*Exercise description*: Reproduce the worked solution starting at "Let's substitute back" and ending at "with everyday functions.", replacing "everyday" with "elementary".

*Selection*:
______

This suggests that we simplify the previous equation in terms of $f\left( v \right) = \frac{{2v}}{{2 + {v^2}}}$

So putting

\eqalign{ & \frac{y}{x} = v \cr & y = vx \cr & y' = v'x + v \cr}

We get

$\frac{{dv}}{{dx}}x + v = \frac{{2v}}{{2 + {v^2}}}$

Then

$\eqalign{ & \frac{{dv}}{{dx}}x = - \frac{{{v^3}}}{{2 + {v^2}}} \cr & \frac{{dx}}{x} = - \frac{{2 + {v^2}}}{{{v^3}}}dv \cr & \frac{{dx}}{x} = \left( { - \frac{2}{{{v^3}}} - \frac{1}{v}} \right)dv \cr} $

Upon integration we have:

$\log x + C = \frac{1}{{{v^2}}} - \log v$

Let's substitute back

$\eqalign{ & \log x + C = \frac{{{x^2}}}{{{y^2}}} - \log \frac{y}{x} \cr & \log x + C = \frac{{{x^2}}}{{{y^2}}} - \log y + \log x \cr & \log y = \frac{{{x^2}}}{{{y^2}}} - C \cr & y = {C_1}\exp \left( {{x^2}{y^{ - 2}}} \right) \cr} $

You can find $y$ in terms of $x$, but I don't think the inverse is possible, at least with everyday functions.

______

*Information supplied*:
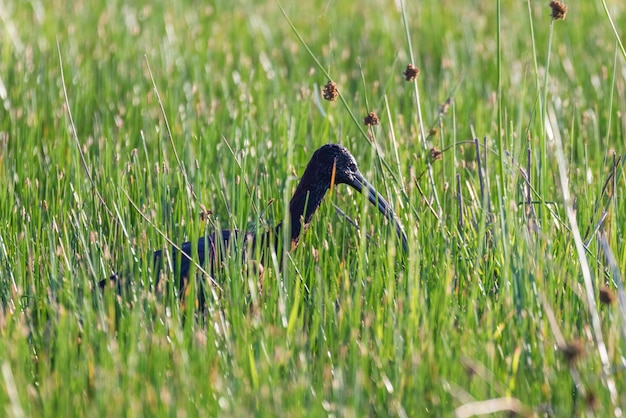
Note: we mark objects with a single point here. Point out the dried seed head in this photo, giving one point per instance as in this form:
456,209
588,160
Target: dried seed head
204,213
607,297
443,109
411,72
572,350
559,10
435,154
330,91
371,119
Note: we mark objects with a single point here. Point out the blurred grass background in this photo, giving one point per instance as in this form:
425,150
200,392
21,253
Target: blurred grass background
345,325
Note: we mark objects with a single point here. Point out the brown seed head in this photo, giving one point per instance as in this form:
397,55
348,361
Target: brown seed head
443,109
435,154
572,350
411,72
371,119
330,91
559,10
607,297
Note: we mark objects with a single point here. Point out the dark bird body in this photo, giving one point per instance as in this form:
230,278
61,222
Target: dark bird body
330,164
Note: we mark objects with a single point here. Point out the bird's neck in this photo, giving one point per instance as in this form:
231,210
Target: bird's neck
304,203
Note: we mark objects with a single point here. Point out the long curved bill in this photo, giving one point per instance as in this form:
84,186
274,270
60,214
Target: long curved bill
377,200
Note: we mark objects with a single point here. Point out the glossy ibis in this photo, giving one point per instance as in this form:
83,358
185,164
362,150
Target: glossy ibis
330,164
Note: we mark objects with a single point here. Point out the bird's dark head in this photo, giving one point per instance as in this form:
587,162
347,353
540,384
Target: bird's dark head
333,163
334,160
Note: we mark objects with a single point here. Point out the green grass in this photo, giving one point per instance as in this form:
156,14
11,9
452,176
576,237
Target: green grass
345,325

______

*Output of the task*:
Let's substitute back

$\eqalign{ & \log x + C = \frac{{{x^2}}}{{{y^2}}} - \log \frac{y}{x} \cr & \log x + C = \frac{{{x^2}}}{{{y^2}}} - \log y + \log x \cr & \log y = \frac{{{x^2}}}{{{y^2}}} - C \cr & y = {C_1}\exp \left( {{x^2}{y^{ - 2}}} \right) \cr} $

You can find $y$ in terms of $x$, but I don't think the inverse is possible, at least with elementary functions.